▶ **EXERCISE**: Reproduce every line of the rows below, including the requests, but decrease each x and y coordinate in the answers by 114. Leave the pictures out of your reply.

--- RAW RECORDS ---

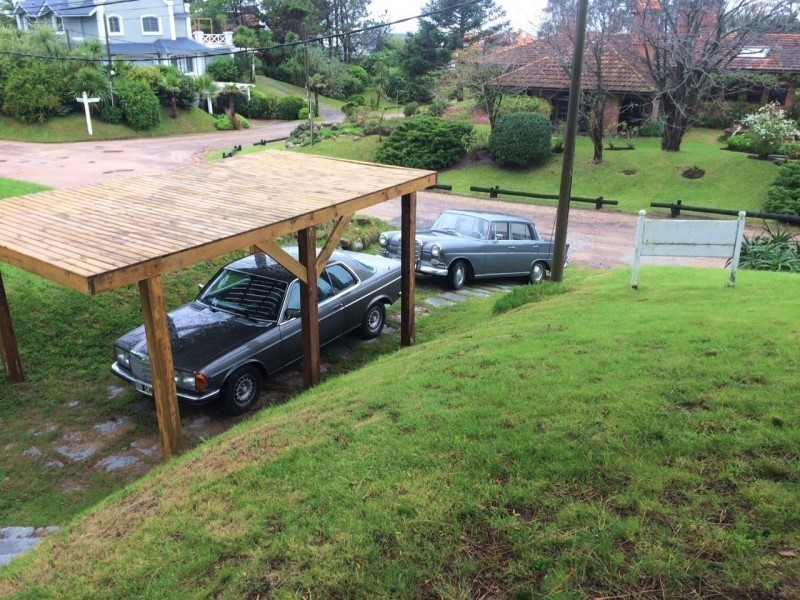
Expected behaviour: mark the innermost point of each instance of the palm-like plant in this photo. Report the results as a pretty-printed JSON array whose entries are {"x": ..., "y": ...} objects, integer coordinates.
[
  {"x": 171, "y": 82},
  {"x": 207, "y": 88},
  {"x": 92, "y": 81}
]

---

▶ **PROBLEM SOLUTION**:
Expected behaviour: mark the innermost point of each instance of the palm-like plant in this photo. Report the results as a pretty-printed JSON array whose entries are {"x": ..., "y": ...} objects, integer coordinates.
[
  {"x": 57, "y": -32},
  {"x": 93, "y": -26},
  {"x": -22, "y": -33}
]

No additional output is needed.